Aim ▸
In the listing below, locate the line containing "Target: rocky hillside"; reproduce that line and all lines that follow it, unchanged.

Records for this task ▸
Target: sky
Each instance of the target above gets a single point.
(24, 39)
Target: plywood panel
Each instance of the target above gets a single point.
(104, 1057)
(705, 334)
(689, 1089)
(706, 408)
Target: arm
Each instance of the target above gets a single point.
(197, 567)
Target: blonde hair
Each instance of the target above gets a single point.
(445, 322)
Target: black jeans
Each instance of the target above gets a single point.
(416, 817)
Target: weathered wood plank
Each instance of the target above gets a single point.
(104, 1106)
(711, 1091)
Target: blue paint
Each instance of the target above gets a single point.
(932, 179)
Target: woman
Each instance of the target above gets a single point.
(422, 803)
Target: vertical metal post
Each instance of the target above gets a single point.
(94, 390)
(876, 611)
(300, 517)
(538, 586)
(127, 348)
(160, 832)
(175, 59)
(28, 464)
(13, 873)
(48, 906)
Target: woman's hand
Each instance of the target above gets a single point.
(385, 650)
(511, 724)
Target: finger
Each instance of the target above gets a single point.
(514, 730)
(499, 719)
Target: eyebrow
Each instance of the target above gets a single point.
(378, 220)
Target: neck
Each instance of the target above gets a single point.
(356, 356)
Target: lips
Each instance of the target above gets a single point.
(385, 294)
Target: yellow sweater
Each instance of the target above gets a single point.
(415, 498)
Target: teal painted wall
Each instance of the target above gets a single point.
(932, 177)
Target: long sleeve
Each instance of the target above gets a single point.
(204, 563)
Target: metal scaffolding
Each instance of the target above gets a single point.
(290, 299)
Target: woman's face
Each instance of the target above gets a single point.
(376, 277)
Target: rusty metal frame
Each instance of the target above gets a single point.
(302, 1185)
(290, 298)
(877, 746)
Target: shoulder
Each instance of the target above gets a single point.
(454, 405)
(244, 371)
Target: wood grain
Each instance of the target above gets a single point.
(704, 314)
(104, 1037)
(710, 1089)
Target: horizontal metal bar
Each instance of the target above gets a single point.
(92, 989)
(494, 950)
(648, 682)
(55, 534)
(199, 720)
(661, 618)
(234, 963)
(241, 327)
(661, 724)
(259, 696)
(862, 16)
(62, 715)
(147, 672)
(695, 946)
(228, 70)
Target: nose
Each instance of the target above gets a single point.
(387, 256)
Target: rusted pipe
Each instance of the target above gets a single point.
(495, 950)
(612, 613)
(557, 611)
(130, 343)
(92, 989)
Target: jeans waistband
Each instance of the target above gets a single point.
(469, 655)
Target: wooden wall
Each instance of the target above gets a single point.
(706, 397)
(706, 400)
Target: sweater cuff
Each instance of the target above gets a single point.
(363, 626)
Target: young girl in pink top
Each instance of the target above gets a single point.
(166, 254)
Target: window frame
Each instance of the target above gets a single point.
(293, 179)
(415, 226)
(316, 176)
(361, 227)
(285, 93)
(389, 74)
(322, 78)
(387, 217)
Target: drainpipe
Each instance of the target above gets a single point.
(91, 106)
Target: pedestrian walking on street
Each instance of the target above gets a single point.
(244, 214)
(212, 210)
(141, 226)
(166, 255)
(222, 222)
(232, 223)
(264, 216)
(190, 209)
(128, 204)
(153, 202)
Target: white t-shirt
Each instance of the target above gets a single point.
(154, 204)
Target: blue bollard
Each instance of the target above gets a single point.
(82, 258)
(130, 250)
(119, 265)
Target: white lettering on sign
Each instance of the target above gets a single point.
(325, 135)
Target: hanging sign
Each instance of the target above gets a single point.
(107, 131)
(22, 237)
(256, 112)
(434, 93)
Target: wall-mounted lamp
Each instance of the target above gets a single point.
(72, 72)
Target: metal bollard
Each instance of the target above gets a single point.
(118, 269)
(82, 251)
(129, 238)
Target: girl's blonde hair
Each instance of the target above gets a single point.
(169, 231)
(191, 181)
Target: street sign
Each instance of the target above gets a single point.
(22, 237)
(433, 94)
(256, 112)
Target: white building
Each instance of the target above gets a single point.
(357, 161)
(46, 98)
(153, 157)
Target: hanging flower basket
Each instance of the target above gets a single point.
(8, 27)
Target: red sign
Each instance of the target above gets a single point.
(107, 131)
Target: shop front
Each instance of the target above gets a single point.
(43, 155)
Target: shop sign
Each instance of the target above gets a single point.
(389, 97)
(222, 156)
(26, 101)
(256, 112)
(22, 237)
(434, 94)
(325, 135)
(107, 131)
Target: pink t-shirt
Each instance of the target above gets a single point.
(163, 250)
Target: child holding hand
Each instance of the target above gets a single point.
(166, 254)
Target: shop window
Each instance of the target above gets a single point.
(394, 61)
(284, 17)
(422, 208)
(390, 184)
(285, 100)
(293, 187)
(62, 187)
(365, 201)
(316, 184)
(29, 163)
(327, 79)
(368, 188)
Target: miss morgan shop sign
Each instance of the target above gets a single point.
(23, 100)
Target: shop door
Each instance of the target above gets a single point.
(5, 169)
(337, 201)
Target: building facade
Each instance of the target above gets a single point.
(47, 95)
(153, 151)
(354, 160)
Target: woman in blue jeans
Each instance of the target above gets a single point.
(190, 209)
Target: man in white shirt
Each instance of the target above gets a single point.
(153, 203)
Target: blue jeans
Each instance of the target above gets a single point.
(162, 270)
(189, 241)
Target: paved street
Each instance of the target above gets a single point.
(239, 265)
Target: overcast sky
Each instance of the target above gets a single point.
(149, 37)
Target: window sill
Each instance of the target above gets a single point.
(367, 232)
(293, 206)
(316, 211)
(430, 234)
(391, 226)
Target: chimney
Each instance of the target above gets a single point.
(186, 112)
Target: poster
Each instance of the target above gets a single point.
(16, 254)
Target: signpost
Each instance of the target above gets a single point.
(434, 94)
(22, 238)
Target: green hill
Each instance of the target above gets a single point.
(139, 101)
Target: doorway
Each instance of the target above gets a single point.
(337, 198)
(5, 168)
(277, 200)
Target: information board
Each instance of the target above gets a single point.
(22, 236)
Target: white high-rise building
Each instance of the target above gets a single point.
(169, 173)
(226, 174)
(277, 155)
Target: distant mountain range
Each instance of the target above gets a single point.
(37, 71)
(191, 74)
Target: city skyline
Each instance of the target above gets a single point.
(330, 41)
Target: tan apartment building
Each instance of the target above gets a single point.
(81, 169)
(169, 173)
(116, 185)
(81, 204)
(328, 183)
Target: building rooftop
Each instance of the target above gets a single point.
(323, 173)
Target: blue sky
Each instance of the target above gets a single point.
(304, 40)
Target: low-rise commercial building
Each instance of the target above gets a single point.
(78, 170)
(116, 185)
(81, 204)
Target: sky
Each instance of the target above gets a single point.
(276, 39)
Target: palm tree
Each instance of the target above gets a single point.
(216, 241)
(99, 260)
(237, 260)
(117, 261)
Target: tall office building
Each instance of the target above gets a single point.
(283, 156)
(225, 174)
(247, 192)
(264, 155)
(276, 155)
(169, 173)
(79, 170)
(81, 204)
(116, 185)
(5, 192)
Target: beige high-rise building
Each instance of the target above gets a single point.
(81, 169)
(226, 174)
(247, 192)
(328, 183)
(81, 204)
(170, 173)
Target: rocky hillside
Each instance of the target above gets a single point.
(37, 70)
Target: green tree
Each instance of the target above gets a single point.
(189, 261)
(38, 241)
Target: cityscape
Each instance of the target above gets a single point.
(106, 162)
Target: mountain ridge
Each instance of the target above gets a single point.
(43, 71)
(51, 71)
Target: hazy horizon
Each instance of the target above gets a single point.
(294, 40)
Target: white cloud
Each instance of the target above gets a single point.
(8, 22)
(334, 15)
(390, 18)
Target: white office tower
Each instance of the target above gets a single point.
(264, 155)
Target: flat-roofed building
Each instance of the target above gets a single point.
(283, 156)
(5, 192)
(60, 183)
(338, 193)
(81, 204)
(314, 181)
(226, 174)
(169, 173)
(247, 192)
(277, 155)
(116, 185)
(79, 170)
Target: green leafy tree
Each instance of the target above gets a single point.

Finished task ▸
Target: rocky hillside
Each instance of the target above gets a single point.
(37, 70)
Target: green tree
Each instance of the target above gets a single point.
(189, 261)
(38, 241)
Target: cityscape
Each instance of the target above gets a single point.
(106, 162)
Target: mountain ridge
Each instance of the target above gets a single point.
(43, 71)
(51, 71)
Target: hazy horizon
Each instance of the target above gets a single point.
(294, 40)
Target: white cloud
Each instance of the target above gets a single point.
(8, 22)
(334, 15)
(390, 18)
Target: white office tower
Each instance of the target above gets a single point.
(264, 155)
Target: flat-roofed building
Each instance of the target above gets a single point.
(283, 156)
(5, 192)
(60, 183)
(338, 193)
(81, 204)
(314, 181)
(226, 174)
(169, 173)
(247, 192)
(277, 155)
(116, 185)
(79, 170)
Target: green leafy tree
Each instance of the target above gets a single point.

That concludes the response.